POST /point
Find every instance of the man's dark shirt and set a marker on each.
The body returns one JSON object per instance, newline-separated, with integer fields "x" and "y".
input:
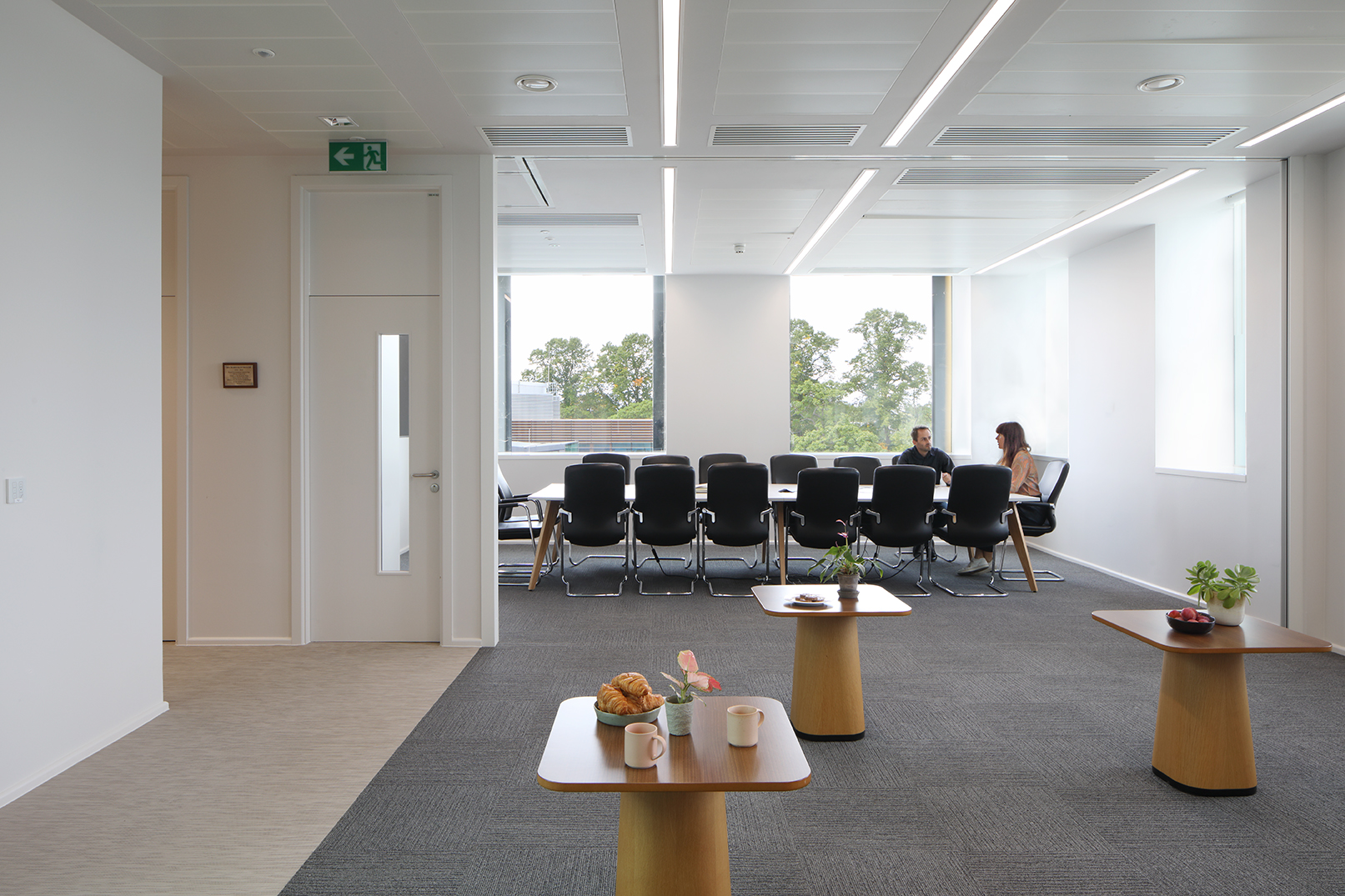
{"x": 936, "y": 459}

Work instruction:
Only the pictures stay behind; copy everything else in the records above exactly.

Written reply:
POST /point
Find every instance of the man's dark shirt and set a marker on each.
The body returns one JSON object per instance, newline-separated, with integer fields "x" and "y".
input:
{"x": 936, "y": 459}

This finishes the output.